## PROBLEM
Skip every line before the one containing "# point at: hazy", then copy that line and the rest of the entries below exactly, through the last line.

-------- INPUT ROWS --------

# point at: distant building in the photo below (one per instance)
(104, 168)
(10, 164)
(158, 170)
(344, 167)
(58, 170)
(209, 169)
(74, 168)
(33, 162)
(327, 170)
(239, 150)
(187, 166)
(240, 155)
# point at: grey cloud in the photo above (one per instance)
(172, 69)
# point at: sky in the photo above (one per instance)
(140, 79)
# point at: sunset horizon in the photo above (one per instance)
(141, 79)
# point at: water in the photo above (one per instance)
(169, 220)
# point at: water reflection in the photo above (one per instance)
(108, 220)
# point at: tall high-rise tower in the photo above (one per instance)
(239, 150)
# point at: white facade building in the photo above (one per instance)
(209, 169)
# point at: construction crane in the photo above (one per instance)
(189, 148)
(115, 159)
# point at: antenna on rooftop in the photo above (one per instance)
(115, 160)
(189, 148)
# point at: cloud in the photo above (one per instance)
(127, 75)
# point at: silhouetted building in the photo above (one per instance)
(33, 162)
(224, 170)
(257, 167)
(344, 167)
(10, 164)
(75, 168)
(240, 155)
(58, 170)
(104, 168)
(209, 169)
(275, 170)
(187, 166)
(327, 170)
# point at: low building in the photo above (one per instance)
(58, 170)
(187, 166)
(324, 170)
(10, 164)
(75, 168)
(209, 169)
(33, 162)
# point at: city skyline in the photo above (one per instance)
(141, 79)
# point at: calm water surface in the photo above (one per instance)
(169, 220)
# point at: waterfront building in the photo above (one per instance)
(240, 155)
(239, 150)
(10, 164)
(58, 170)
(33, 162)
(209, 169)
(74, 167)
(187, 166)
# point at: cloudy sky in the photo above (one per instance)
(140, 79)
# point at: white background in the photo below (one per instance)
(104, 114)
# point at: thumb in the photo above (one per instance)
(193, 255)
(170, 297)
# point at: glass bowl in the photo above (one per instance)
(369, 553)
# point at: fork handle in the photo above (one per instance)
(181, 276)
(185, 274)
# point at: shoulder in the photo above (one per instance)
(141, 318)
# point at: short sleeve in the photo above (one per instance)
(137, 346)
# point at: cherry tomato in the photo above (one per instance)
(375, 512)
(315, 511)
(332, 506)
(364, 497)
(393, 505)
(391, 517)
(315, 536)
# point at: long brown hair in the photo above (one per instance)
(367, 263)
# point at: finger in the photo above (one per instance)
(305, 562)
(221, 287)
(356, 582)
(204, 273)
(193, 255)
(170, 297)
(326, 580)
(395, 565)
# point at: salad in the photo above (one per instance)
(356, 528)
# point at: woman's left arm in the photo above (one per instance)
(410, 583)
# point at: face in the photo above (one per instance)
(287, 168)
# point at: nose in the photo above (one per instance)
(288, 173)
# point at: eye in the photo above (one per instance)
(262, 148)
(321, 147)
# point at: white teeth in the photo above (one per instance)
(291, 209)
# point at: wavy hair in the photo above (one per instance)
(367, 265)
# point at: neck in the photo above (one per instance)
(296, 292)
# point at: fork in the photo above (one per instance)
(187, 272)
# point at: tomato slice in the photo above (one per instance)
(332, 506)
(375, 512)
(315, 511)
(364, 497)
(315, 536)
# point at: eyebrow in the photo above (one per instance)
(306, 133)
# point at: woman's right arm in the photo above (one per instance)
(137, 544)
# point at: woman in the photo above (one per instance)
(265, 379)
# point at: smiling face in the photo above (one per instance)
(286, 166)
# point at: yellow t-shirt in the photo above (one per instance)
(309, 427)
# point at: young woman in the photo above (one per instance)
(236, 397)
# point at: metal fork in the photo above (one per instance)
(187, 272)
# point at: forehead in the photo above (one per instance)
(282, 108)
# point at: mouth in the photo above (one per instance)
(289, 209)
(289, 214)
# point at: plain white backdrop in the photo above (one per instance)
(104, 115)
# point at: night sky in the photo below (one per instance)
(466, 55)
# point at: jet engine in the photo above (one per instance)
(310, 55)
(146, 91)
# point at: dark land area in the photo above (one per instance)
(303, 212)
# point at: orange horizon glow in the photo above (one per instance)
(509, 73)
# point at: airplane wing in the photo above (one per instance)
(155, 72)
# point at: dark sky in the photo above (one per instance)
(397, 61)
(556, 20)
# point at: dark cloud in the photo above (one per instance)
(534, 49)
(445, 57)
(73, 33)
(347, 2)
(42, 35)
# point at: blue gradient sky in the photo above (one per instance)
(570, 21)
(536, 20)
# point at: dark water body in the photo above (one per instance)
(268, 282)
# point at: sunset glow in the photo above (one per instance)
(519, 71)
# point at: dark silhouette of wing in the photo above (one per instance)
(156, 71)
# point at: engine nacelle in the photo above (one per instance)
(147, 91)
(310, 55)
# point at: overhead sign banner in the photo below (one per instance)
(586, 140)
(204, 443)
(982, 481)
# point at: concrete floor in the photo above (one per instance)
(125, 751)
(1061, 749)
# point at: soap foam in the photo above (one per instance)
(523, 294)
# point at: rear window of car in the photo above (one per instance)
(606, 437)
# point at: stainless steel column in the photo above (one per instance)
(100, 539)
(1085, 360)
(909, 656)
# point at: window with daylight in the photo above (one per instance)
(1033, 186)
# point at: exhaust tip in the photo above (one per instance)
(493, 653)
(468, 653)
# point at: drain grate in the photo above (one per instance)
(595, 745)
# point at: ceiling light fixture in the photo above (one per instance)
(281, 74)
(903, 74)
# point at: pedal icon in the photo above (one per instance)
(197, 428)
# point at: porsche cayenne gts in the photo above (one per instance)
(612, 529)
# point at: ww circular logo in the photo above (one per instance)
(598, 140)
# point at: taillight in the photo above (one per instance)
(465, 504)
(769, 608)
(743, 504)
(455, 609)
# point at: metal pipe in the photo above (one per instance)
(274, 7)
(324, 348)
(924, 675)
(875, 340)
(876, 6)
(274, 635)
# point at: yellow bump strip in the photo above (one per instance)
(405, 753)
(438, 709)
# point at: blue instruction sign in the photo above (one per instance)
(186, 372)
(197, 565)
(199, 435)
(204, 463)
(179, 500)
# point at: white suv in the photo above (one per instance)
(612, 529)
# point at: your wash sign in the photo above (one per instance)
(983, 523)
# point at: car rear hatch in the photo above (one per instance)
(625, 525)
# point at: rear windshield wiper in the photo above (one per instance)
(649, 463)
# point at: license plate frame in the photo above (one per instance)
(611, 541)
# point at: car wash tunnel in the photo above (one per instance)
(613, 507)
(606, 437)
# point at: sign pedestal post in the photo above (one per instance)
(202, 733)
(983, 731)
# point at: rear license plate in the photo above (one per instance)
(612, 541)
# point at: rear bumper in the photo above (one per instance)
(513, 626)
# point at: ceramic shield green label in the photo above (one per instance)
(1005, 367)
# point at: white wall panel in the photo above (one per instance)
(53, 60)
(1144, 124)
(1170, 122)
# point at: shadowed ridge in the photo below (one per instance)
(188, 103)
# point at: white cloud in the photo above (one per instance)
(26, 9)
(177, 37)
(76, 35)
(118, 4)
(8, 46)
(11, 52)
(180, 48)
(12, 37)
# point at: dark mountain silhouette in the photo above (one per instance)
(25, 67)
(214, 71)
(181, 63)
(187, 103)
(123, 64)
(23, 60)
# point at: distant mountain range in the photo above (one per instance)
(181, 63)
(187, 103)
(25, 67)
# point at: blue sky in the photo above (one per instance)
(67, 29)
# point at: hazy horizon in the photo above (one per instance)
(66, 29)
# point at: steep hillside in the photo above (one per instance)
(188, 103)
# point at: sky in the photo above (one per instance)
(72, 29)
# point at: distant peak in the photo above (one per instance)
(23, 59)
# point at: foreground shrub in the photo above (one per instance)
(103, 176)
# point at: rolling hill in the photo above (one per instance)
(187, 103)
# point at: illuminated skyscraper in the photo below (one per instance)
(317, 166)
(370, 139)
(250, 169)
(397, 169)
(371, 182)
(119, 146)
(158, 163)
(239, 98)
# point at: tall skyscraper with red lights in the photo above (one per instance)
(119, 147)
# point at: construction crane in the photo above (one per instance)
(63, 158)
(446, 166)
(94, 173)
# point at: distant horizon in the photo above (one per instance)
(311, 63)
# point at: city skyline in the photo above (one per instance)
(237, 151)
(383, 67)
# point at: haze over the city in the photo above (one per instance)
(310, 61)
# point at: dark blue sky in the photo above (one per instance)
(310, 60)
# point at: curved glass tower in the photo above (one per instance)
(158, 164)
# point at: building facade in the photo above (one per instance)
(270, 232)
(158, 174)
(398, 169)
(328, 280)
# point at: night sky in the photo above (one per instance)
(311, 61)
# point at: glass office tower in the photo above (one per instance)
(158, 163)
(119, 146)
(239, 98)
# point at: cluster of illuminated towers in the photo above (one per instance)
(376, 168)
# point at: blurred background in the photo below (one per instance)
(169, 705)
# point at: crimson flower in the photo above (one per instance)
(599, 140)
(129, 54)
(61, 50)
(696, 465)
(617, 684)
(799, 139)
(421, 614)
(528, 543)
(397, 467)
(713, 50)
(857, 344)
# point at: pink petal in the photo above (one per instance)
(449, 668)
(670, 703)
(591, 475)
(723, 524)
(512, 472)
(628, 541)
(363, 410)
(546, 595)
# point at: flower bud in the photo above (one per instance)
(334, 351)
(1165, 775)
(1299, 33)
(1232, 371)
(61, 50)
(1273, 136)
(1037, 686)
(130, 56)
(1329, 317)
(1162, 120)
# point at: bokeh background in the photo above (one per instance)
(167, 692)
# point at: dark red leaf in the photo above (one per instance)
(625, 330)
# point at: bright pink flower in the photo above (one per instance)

--------

## ANSWER TO THE TASK
# point at: hazy horizon in the photo above (one per instance)
(66, 29)
# point at: steep hillside in the photo above (one per instance)
(188, 103)
# point at: sky in the photo above (one per instance)
(72, 29)
# point at: distant peak in the photo above (one per instance)
(23, 59)
# point at: foreground shrub in the photo above (one per instance)
(103, 176)
# point at: rolling hill in the photo above (one per instance)
(187, 103)
# point at: illuminated skyscraper in the photo below (one per instance)
(317, 166)
(370, 139)
(250, 169)
(397, 169)
(371, 182)
(119, 146)
(158, 163)
(239, 98)
# point at: tall skyscraper with red lights in the photo above (one per instance)
(119, 147)
# point at: construction crane in the photo above (one per instance)
(63, 158)
(446, 166)
(94, 173)
# point at: distant horizon in the photo above (one per instance)
(311, 63)
# point at: city skyline in the photo above (one per instance)
(237, 151)
(383, 67)
# point at: haze over the city in the photo above (one per instance)
(310, 61)
# point at: dark blue sky in the photo above (one per instance)
(310, 60)
# point at: curved glass tower in the photo above (one per instance)
(158, 164)
# point at: building facade in the photo above (one per instance)
(270, 232)
(158, 174)
(398, 169)
(328, 280)
# point at: night sky in the photo above (one per instance)
(311, 61)
# point at: glass office tower in the photo above (one per instance)
(158, 163)
(119, 146)
(239, 98)
# point at: cluster of illuminated towers in the photo above (one per instance)
(376, 168)
# point at: blurred background in the photo below (one per instance)
(169, 705)
# point at: crimson flower in the photo above (one per instance)
(599, 140)
(129, 54)
(61, 50)
(696, 465)
(617, 684)
(799, 139)
(421, 614)
(528, 543)
(397, 467)
(713, 50)
(857, 344)
# point at: pink petal in the photo above (one per instance)
(449, 668)
(670, 703)
(591, 475)
(723, 524)
(512, 472)
(628, 541)
(363, 410)
(546, 595)
# point at: flower bud in the photo above (one per instance)
(334, 351)
(1165, 775)
(1299, 33)
(1232, 371)
(61, 50)
(1273, 136)
(1037, 686)
(130, 56)
(1329, 317)
(1162, 120)
# point at: bokeh background in the photo above (one per instance)
(167, 692)
# point at: dark red leaf in the photo above (one per instance)
(625, 330)
# point at: bright pink flower in the photo above (one per instance)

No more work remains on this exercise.